*Task brief:*
Exactly the line with "Could you point to the broad" and the lines that follow it, through the closing line of the entries, should be restated, with nothing left out or added.

Dataset entries
═══

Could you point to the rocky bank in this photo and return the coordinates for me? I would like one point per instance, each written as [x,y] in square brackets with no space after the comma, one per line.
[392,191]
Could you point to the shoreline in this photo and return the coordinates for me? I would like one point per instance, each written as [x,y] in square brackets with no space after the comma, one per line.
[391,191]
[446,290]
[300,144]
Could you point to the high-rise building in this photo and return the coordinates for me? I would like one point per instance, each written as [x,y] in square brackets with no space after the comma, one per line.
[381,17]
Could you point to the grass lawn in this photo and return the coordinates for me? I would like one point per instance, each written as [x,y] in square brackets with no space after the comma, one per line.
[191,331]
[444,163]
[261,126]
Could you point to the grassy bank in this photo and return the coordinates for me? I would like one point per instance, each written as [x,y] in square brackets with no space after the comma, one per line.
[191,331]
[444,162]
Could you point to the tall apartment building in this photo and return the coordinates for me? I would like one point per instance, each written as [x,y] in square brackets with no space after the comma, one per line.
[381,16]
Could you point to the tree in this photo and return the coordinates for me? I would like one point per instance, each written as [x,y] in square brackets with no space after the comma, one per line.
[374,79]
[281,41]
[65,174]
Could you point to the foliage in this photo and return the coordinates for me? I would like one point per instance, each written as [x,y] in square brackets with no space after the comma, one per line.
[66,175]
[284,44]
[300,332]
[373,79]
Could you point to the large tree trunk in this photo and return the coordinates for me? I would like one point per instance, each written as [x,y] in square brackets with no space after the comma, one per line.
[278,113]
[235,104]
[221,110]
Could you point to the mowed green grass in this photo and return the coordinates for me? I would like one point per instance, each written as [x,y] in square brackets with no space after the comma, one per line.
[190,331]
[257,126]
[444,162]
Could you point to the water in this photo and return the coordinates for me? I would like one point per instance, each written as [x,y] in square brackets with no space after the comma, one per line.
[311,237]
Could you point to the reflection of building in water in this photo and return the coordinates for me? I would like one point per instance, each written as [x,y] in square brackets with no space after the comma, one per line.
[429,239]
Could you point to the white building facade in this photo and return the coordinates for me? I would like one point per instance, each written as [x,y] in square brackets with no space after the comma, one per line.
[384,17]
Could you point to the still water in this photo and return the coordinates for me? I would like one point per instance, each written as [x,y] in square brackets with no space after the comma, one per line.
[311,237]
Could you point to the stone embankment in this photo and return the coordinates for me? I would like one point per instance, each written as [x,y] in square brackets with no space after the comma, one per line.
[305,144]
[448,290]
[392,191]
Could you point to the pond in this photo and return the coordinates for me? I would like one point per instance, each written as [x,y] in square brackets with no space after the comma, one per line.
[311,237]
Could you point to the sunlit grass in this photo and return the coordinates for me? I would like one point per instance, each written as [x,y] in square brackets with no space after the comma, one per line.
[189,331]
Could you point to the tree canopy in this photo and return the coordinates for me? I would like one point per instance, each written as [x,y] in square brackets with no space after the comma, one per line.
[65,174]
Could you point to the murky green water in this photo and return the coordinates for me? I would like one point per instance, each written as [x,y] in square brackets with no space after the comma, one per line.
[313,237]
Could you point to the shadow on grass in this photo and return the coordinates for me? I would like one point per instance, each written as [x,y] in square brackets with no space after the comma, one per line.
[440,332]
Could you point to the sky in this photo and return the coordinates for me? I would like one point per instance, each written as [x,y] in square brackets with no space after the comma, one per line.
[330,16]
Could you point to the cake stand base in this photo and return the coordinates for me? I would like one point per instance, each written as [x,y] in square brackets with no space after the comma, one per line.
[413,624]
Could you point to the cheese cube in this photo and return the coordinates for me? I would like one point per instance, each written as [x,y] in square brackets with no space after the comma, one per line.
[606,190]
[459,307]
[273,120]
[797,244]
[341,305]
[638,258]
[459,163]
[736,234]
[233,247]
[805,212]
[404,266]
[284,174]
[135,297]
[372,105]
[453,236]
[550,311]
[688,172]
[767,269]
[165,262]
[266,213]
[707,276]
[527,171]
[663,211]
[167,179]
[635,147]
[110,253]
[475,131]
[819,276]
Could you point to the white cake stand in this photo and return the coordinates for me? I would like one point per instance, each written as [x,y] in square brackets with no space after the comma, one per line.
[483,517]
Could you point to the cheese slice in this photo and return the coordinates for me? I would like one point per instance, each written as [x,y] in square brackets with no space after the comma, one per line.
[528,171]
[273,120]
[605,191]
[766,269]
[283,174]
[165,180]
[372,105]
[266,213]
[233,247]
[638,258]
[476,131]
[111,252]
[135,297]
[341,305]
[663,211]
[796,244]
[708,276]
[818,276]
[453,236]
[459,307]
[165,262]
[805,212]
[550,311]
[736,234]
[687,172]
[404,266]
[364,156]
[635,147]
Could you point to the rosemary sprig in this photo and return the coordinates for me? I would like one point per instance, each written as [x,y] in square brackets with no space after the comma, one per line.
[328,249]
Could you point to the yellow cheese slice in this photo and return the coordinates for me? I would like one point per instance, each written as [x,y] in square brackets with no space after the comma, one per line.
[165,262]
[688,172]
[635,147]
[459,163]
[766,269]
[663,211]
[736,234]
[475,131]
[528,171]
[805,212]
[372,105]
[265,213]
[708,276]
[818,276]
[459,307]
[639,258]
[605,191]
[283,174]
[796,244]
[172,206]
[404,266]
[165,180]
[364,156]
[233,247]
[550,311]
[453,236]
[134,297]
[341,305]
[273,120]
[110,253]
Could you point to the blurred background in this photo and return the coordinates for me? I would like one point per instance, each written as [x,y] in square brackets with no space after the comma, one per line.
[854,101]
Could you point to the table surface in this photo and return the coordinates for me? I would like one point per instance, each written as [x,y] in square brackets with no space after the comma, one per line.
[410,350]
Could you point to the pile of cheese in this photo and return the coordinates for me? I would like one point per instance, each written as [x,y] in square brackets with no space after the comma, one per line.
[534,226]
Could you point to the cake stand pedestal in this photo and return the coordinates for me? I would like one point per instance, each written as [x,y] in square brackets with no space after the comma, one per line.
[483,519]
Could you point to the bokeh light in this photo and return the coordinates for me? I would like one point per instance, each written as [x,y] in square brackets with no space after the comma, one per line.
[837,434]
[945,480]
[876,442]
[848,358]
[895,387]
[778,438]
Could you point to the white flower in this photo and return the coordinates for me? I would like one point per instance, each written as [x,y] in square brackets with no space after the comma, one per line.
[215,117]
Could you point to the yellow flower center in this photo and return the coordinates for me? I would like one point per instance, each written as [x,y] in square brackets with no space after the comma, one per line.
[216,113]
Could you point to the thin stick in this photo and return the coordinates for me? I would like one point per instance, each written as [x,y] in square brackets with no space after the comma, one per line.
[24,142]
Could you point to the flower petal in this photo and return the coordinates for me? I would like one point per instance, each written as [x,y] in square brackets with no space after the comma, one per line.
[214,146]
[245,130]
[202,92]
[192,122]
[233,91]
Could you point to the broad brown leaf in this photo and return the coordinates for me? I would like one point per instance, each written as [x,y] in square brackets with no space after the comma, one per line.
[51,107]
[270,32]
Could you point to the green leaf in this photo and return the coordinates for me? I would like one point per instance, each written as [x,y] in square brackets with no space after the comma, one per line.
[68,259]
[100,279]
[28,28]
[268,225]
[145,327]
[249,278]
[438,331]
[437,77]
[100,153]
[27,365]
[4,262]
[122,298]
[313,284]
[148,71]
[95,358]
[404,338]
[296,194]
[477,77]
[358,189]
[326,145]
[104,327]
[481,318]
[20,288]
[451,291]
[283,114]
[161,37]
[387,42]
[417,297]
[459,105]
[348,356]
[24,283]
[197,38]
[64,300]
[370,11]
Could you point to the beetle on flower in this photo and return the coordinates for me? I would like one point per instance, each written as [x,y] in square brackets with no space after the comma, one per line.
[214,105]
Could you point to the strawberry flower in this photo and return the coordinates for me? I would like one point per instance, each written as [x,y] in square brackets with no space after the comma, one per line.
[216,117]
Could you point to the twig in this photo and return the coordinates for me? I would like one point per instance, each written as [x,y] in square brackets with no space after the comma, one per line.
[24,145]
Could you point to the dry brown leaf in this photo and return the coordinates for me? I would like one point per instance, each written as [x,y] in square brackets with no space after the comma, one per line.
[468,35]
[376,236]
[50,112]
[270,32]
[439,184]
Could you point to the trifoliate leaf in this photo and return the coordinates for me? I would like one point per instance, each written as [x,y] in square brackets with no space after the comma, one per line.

═══

*Solution below:*
Could you point to the broad brown leaf in this photo and return the coordinates for me? I would like one point per instance, each written as [x,y] in square brackets with no space after the comma, one per line.
[51,107]
[270,32]
Could you point to the green leaf in this photo and return the coordinates for me? I would like one point per instance, each written as [x,y] in square brackets with no space after the comma, one per line.
[68,259]
[100,279]
[28,28]
[268,225]
[145,327]
[249,278]
[438,331]
[437,77]
[100,153]
[27,365]
[4,262]
[122,298]
[313,284]
[148,71]
[95,358]
[404,338]
[296,194]
[477,77]
[358,189]
[326,145]
[104,327]
[481,318]
[20,288]
[451,291]
[283,114]
[161,37]
[387,42]
[417,297]
[459,105]
[348,356]
[24,283]
[197,38]
[64,300]
[370,11]
Could you point to the beetle on flower in this photo and return the coordinates for me? I would like one point per instance, each written as [x,y] in square brackets with no space after the comma, one per line.
[214,105]
Could you point to the strawberry flower in this photo and return the coordinates for me? I would like one point per instance, each written as [x,y] in square brackets with no space after the comma, one per line.
[216,117]
Could you point to the twig in this photo and return the coordinates for me? I would like one point per instance, each written as [x,y] in square brackets with no space after the comma, one per line.
[24,145]
Could you point to the dry brown leaf in this photo and return the coordinates for me? I would like one point per instance, each written as [x,y] in square brackets with no space after the comma, one per line.
[468,35]
[376,236]
[50,112]
[270,32]
[439,184]
Could you point to the trifoliate leaf in this photo and return the coordinates for me? I would like one point per instance, each written as [x,y] in square brackets with no space after the comma, one per line.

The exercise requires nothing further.